(Dataset excerpts on object pointing)
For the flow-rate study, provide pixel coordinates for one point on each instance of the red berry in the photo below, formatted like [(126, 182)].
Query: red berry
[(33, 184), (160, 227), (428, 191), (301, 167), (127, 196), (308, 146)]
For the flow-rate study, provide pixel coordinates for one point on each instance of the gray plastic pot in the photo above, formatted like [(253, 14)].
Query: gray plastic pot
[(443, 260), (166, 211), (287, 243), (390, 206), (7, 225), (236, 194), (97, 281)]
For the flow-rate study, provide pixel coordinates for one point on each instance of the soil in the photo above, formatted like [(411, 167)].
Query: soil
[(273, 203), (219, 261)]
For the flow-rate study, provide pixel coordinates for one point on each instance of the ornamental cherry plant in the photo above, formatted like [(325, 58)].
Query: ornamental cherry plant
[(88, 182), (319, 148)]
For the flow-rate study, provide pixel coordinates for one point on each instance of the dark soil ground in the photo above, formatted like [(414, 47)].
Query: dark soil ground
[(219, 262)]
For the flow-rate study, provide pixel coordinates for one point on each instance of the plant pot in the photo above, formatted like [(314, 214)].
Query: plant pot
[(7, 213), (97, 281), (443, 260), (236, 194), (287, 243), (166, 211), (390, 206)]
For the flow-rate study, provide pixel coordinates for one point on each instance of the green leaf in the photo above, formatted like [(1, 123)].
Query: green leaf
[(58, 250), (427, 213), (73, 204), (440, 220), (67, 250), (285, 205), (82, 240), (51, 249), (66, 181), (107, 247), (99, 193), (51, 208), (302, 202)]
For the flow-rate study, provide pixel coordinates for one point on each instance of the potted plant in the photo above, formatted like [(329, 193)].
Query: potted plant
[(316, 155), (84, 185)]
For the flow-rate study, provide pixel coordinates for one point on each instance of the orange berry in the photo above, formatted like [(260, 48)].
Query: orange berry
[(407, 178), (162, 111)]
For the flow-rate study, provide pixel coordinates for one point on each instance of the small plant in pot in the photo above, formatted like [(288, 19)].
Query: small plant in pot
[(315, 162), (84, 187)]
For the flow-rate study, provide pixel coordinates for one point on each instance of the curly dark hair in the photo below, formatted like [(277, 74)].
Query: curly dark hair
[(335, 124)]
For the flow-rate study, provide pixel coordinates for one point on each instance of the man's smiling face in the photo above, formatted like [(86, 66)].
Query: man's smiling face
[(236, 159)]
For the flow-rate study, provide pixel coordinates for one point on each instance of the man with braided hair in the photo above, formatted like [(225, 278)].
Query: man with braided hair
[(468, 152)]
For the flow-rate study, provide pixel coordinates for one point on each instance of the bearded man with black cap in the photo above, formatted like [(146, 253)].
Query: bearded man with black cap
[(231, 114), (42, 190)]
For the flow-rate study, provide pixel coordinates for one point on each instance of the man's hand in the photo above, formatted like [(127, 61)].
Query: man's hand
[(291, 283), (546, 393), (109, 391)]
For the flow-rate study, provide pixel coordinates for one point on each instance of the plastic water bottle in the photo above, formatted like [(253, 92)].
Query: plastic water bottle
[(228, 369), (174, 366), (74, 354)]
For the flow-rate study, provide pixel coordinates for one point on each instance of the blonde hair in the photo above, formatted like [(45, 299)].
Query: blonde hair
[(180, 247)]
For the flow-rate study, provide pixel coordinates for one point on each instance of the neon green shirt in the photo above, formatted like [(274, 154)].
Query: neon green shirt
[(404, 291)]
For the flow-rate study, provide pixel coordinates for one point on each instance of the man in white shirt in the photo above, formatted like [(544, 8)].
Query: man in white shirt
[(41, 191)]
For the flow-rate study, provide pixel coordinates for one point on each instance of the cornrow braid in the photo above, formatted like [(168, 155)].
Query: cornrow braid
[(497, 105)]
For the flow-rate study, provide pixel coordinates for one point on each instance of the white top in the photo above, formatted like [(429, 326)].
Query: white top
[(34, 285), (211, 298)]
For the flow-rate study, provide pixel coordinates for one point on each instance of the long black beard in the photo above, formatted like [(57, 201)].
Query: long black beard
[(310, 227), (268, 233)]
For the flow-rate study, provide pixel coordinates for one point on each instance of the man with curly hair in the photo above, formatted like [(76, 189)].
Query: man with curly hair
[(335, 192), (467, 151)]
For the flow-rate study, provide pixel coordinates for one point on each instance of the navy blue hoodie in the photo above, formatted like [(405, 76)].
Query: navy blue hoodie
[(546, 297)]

● **Short exercise**
Render every line of the material above as a Markdown table with two columns headed No. and Line, numbering the rows in order and leaving out blank lines.

● **Result of this task**
| No. | Line |
|---|---|
| 1 | For the flow-rate study, provide pixel coordinates for one point on each instance of the red berry in the photo below, formatted like [(126, 182)]. |
| 2 | Query: red berry |
| 3 | [(33, 184), (160, 227), (428, 191), (301, 167), (127, 196), (308, 146)] |
| 4 | For the flow-rate study, provide pixel coordinates for one point on each instance of the gray plastic pot in the photo above, formatted like [(253, 14)]. |
| 5 | Query: gray plastic pot |
| 6 | [(443, 260), (166, 211), (287, 243), (390, 206), (7, 225), (236, 194), (97, 281)] |
| 7 | For the flow-rate study, provide pixel coordinates for one point on each instance of the soil in the photo above, formatted like [(411, 167)]. |
| 8 | Query: soil |
| 9 | [(273, 203), (219, 261)] |
| 10 | For the flow-rate study, provide pixel coordinates for one point on each instance of the ornamental cherry plant in the photo above, formatted like [(325, 58)]. |
| 11 | Query: ornamental cherry plant |
| 12 | [(88, 182), (319, 148)] |
| 13 | For the flow-rate study, provide pixel coordinates for one point on each instance of the dark soil ground in the photo above, formatted like [(414, 47)]. |
| 14 | Query: dark soil ground |
| 15 | [(219, 262)] |
| 16 | For the flow-rate study, provide pixel coordinates for one point on each instance of the plant pot in the photo above, formatted like [(314, 214)]. |
| 17 | Query: plant pot |
| 18 | [(7, 213), (97, 281), (443, 260), (236, 194), (287, 243), (166, 211), (390, 206)] |
| 19 | For the flow-rate study, provide pixel coordinates for one point on each instance of the green leaf in the photo above, formatted like [(1, 123)]. |
| 20 | Query: green leaf |
| 21 | [(58, 250), (427, 213), (73, 204), (440, 220), (67, 250), (285, 205), (82, 240), (51, 249), (66, 181), (107, 247), (99, 193), (51, 208), (302, 202)] |
| 22 | For the flow-rate study, provide pixel coordinates for one point on each instance of the potted plant in the photo above, formatted like [(329, 193)]. |
| 23 | Query: potted plant |
| 24 | [(316, 155), (84, 185)] |
| 25 | For the flow-rate study, provide pixel coordinates for one point on each instance of the orange berry in the photo above, formatted like [(260, 48)]. |
| 26 | Query: orange berry |
| 27 | [(407, 178), (162, 111)] |
| 28 | For the flow-rate study, provide pixel coordinates for one point on each instance of the small plant in pot in the photo above, formatted like [(288, 19)]. |
| 29 | Query: small plant in pot |
| 30 | [(315, 162), (84, 187)] |
| 31 | For the flow-rate study, provide pixel coordinates for one point on each instance of the curly dark hair in the photo below, formatted like [(277, 74)]. |
| 32 | Query: curly dark hair |
| 33 | [(335, 124)] |
| 34 | For the flow-rate study, provide pixel coordinates for one point on each instance of the man's smiling face in the photo above, formatted like [(86, 66)]. |
| 35 | Query: man's smiling face |
| 36 | [(236, 159)] |
| 37 | For the flow-rate study, provide pixel coordinates for one point on each instance of the man with braided hair in the photo above, formatted like [(225, 278)]. |
| 38 | Query: man with braided hair |
| 39 | [(468, 152)] |
| 40 | For the flow-rate study, provide pixel coordinates for one point on each instance of the bearded man with black cap in the photo above, formatted like [(146, 253)]. |
| 41 | Query: bearded man with black cap |
| 42 | [(231, 114), (42, 190)] |
| 43 | For the flow-rate study, provide pixel coordinates for one point on each instance of the man's hand in the photo above, formatted like [(127, 61)]. |
| 44 | Query: man's hand |
| 45 | [(291, 283), (546, 393), (109, 391)] |
| 46 | For the flow-rate study, provide pixel coordinates for one point on each instance of the plastic water bottle in the photo above, formatted like [(253, 92)]. |
| 47 | Query: plastic water bottle |
| 48 | [(228, 369), (174, 366), (74, 354)] |
| 49 | For the flow-rate study, provide pixel coordinates for one point on each instance of the blonde hair in the photo above, formatted like [(45, 299)]. |
| 50 | Query: blonde hair |
| 51 | [(180, 247)] |
| 52 | For the flow-rate study, provide pixel coordinates for one point on each instance of the neon green shirt in the photo above, formatted like [(274, 154)]. |
| 53 | Query: neon green shirt |
| 54 | [(404, 291)] |
| 55 | For the flow-rate study, provide pixel coordinates for one point on each instance of the man in white shirt in the photo above, formatted like [(544, 8)]. |
| 56 | Query: man in white shirt |
| 57 | [(41, 191)] |
| 58 | For the flow-rate study, provide pixel coordinates for one point on each instance of the cornrow braid in the photo above, formatted like [(168, 155)]. |
| 59 | Query: cornrow braid |
| 60 | [(497, 105)] |
| 61 | For the flow-rate study, provide pixel coordinates for one point on each instance of the white top in the photo above, formatted like [(429, 326)]. |
| 62 | Query: white top |
| 63 | [(34, 285), (211, 298)] |
| 64 | For the flow-rate study, provide pixel coordinates for one point on each instance of the long black beard in the photo above, formatted like [(57, 201)]. |
| 65 | Query: long black beard |
| 66 | [(310, 227), (268, 233)] |
| 67 | For the flow-rate study, provide pixel coordinates for one point on each instance of the man with curly hair in the photo above, formatted like [(76, 189)]. |
| 68 | Query: man with curly hair |
| 69 | [(335, 192), (467, 151)] |
| 70 | For the flow-rate study, provide pixel coordinates for one point on each instance of the navy blue hoodie in the photo above, formatted like [(405, 76)]. |
| 71 | Query: navy blue hoodie |
| 72 | [(546, 297)] |